• [Directive] Convert the records below into a two-column CSV with headers text and answer. Give one row per record, put each field in quotes with line breaks replaced by spaces, and omit the pictures.

• [Material for the task]
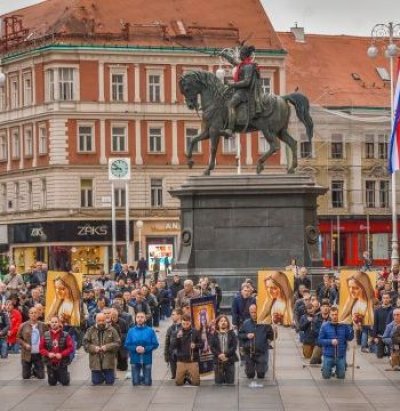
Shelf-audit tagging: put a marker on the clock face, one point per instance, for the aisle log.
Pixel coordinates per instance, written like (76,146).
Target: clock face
(119,168)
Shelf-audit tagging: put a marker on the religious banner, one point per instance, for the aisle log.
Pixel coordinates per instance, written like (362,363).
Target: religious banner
(63,296)
(357,297)
(203,313)
(275,297)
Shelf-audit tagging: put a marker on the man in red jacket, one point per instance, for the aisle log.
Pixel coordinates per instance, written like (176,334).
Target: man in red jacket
(56,346)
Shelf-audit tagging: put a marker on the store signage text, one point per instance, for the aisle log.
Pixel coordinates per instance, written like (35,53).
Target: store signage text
(87,229)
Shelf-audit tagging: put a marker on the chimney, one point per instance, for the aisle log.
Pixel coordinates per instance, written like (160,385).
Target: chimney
(298,33)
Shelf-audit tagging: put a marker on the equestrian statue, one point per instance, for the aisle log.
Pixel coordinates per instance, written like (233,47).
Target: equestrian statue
(241,107)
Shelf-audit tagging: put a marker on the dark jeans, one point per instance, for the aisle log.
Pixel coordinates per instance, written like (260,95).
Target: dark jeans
(100,376)
(381,349)
(224,373)
(3,348)
(122,360)
(329,363)
(58,374)
(172,367)
(141,374)
(257,363)
(35,366)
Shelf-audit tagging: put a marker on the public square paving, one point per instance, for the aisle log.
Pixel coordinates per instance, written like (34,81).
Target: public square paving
(296,388)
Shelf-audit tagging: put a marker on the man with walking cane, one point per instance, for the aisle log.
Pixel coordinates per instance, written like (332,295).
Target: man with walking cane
(333,337)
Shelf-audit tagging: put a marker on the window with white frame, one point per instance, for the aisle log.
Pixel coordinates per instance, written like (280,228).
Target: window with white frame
(27,81)
(28,142)
(16,196)
(43,139)
(263,145)
(118,86)
(43,193)
(156,140)
(155,87)
(337,192)
(3,104)
(156,192)
(369,146)
(305,147)
(119,138)
(383,146)
(15,144)
(384,193)
(370,193)
(3,146)
(337,147)
(86,192)
(265,83)
(14,92)
(3,200)
(29,200)
(85,138)
(230,145)
(51,85)
(190,133)
(66,83)
(119,197)
(61,84)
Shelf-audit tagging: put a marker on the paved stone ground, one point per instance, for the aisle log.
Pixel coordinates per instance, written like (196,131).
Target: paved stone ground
(297,388)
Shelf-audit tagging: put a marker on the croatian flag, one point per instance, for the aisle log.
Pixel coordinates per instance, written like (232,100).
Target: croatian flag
(394,149)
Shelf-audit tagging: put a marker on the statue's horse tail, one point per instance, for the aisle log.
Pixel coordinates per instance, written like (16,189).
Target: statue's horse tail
(302,106)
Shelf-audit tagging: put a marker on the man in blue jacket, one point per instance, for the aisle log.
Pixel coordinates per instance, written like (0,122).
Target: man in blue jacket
(140,342)
(333,338)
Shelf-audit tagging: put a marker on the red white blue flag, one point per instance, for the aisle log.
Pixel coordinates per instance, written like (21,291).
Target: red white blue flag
(394,149)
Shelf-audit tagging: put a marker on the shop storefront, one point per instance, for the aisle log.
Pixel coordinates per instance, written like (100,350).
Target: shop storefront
(86,245)
(345,240)
(160,240)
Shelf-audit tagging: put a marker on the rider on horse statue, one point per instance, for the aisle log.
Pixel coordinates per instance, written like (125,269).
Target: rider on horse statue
(246,83)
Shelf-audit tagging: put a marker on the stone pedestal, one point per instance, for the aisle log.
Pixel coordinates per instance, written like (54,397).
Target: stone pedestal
(235,225)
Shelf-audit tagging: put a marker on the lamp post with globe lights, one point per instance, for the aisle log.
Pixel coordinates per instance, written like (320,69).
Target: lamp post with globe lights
(139,226)
(389,36)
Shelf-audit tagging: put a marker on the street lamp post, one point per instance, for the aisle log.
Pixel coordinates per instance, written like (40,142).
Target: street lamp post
(388,34)
(139,226)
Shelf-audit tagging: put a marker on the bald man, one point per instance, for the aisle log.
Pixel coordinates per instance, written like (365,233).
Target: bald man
(102,342)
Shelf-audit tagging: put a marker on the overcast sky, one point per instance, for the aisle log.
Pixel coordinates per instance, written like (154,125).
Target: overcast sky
(316,16)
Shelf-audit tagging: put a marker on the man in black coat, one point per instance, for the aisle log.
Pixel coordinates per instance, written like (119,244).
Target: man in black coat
(382,317)
(255,340)
(223,344)
(187,344)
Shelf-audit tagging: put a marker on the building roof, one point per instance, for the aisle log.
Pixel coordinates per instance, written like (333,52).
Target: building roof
(335,71)
(167,23)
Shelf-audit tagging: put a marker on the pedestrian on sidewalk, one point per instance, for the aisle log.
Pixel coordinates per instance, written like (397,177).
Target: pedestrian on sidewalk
(187,344)
(223,344)
(255,339)
(102,342)
(28,337)
(140,342)
(172,331)
(333,337)
(56,347)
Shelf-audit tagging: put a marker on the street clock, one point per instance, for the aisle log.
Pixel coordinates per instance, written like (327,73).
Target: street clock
(119,169)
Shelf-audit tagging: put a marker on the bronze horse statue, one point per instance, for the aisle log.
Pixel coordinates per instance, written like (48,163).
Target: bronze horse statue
(272,122)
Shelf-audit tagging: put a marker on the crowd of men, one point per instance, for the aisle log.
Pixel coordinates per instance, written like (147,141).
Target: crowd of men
(325,340)
(120,317)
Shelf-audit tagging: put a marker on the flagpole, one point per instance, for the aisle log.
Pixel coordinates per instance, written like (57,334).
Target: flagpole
(390,32)
(395,239)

• [Task answer]
text,answer
"Shelf-audit tagging: put a marker on the clock face, one point per instance, for the aisle log. Pixel coordinates per instance, written like (76,146). Target: clock face","(119,168)"
"Shelf-audit tagging: put a marker on the religious banner, one point per instance, for the aisle log. Pixel coordinates per instance, written like (362,363). Target: religious banner","(63,296) (357,297) (203,313) (275,297)"
"Shelf-audit tagging: put a marker on the man in red jacket, one point per instance, for the aisle log. Pixel coordinates per instance, written like (176,334). Target: man in red jacket","(56,346)"
"Shelf-audit tagging: put a marker on the store signage text, one point per instance, for the aisle log. Pixel coordinates per instance, written like (35,53). Target: store signage text","(87,229)"
"Shelf-audit tagging: put a marker on the chimney, one point per instance, for the aisle log. Pixel coordinates per instance, written like (160,385). Target: chimney","(298,33)"
"Shelf-audit tagging: put a marker on the equestrian statue, one point per instance, for the aisle log. Pixel coordinates per instance, written like (233,47). Target: equestrian statue","(241,107)"
"Shelf-audit tagging: put a marker on the dark jeans, one point per instance, for the aisle log. Pixel coordinates per instance, written like (260,95). Target: dark jeans","(100,376) (381,349) (224,373) (3,348) (122,360) (329,363) (58,374) (172,367) (141,374) (257,363) (35,366)"
"Shelf-audit tagging: put a marker on the public square paving, one point per instance, for the aisle log. Pixel coordinates per instance, written like (34,81). Target: public square paving","(296,388)"
"Shelf-audit tagging: put a marker on the man with walking cane, one point per instance, for the aisle log. Pixel coordinates per instance, written like (332,295). Target: man with walking cane","(333,337)"
"Shelf-audit tagging: put a marker on the window with white frame, one point per instance, for the aisle log. Pixel coordinates per instance, written like (280,228). Target: window with white frame","(27,81) (28,142) (16,196) (43,139) (263,145) (118,86) (43,193) (156,140) (155,87) (337,192) (3,104) (156,192) (369,146) (305,147) (119,138) (383,146) (15,144) (384,193) (370,193) (3,146) (337,147) (86,192) (265,83) (14,92) (3,200) (29,200) (85,138) (230,145) (51,85) (190,133) (66,83) (119,197) (61,84)"
"Shelf-audit tagging: put a marker on the paved stone ground, one point per instance, for the aisle log. Pixel coordinates per instance, written like (196,131). Target: paved stone ground","(297,388)"
"Shelf-audit tagging: put a marker on the croatian flag, one point per instance, for the aisle log. Pixel coordinates per instance, written like (232,100). Target: croatian flag","(394,149)"
"Shelf-audit tagging: put a marker on the statue's horse tail, one point per instance, for the aisle log. Pixel coordinates per instance, written like (16,189). Target: statue's horse tail","(302,106)"
"Shelf-audit tagging: put a marker on the man in blue jacket, one point per instance, for the aisle log. Pixel coordinates per instance, written like (0,122). Target: man in blue jacket","(140,342) (333,338)"
"Shelf-audit tagging: put a marker on the red white blue flag, one point per instance, for the aisle log. Pixel coordinates per instance, written like (21,291). Target: red white blue flag","(394,149)"
"Shelf-audit tagging: put a marker on the shop storefront, one point per instance, for the aisle log. Pixel coordinates per instance, written like (100,350). Target: shop storefront","(86,245) (345,240) (160,240)"
"Shelf-audit tagging: put a marker on the rider on horse statue, one point per instance, for the aisle log. Pixel coordinates per instance, written like (125,269). Target: rider on horse statue","(246,83)"
"Shelf-audit tagging: put a marker on the stone pedestal, one point per instance, for the aisle log. Pixel coordinates per instance, written like (54,397). Target: stone pedestal","(235,225)"
"Shelf-audit tagging: put a marker on the lamp post with globe lights, one point per instance, for the aisle log. Pixel coordinates per instance, written like (320,69). Target: lamp post with globe lights","(139,226) (389,36)"
"Shelf-audit tagging: put a marker on the street lamp post, one point per instance, for the aisle log. Pixel coordinates per instance, written like (40,142). Target: street lamp post","(388,34) (139,226)"
"Shelf-audit tagging: put a marker on the bald man, one point per instance, for the aisle log. Pixel coordinates per instance, written like (365,233). Target: bald man","(102,342)"
"Shelf-audit tagging: put a marker on the overcast sky, one point per instance, for the aisle log. Pixel coordinates per instance, written like (154,125). Target: overcast sky","(316,16)"
"Shelf-audit tagging: put a marker on the man in black coat, one point per instance, for the aisle log. Pixel coordinates per instance, written like (119,244). Target: man in black coat","(382,317) (255,340) (223,344) (187,344)"
"Shelf-audit tagging: put a marker on the building roof, one point per instance, for the aisle log. Pixel coordinates per instance, written like (333,52). Target: building roof","(335,71) (167,23)"
"Shelf-audit tagging: put a marker on the pedestrian on sidewalk, one point per instance, for the aisle log. Pixel coordinates per instance, written like (397,177). Target: pedestrian on sidewalk","(187,344) (223,344) (255,339) (102,342) (28,337) (140,342) (172,331) (333,337) (56,347)"
"Shelf-audit tagging: put a marker on the street clock, one point per instance, for the aisle log. Pixel coordinates per instance, written like (327,73). Target: street clock","(119,169)"
"Shelf-audit tagging: put a marker on the bronze horse statue, one point per instance, for the aisle log. Pixel coordinates per instance, written like (48,163). Target: bronze horse statue","(272,122)"
"Shelf-audit tagging: put a marker on the crowd of men, one point per instance, for the aisle log. Pixel coordinates per instance, written like (147,141). Target: crowd of men","(325,340) (120,317)"
"Shelf-audit tagging: put a marker on the flagpole, one point per instance, for the aisle log. Pixel coordinates per instance, written like (57,334). Target: flagpole","(390,32) (395,239)"